● **WHAT YOU HAVE TO DO**:
Leaving out the images, repeat all the lines below exactly.
[PROVIDED RECORDS — start]
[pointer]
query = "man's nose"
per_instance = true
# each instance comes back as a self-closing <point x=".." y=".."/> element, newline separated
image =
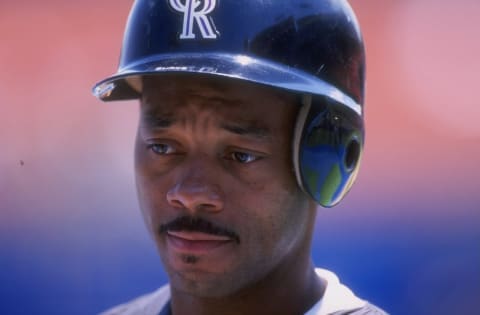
<point x="196" y="190"/>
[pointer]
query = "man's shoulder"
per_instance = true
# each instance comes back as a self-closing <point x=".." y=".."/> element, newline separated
[PROVIDED RECORDS — finish]
● **ANSWER AREA**:
[pointer]
query = "man's nose"
per_instance = true
# each instance comes back as a self-closing <point x=".." y=".."/> element, newline separated
image =
<point x="196" y="190"/>
[pointer]
query = "man's shoulder"
per_instance = true
# each instance comes back as a self-closing <point x=".." y=".."/> element, newline separated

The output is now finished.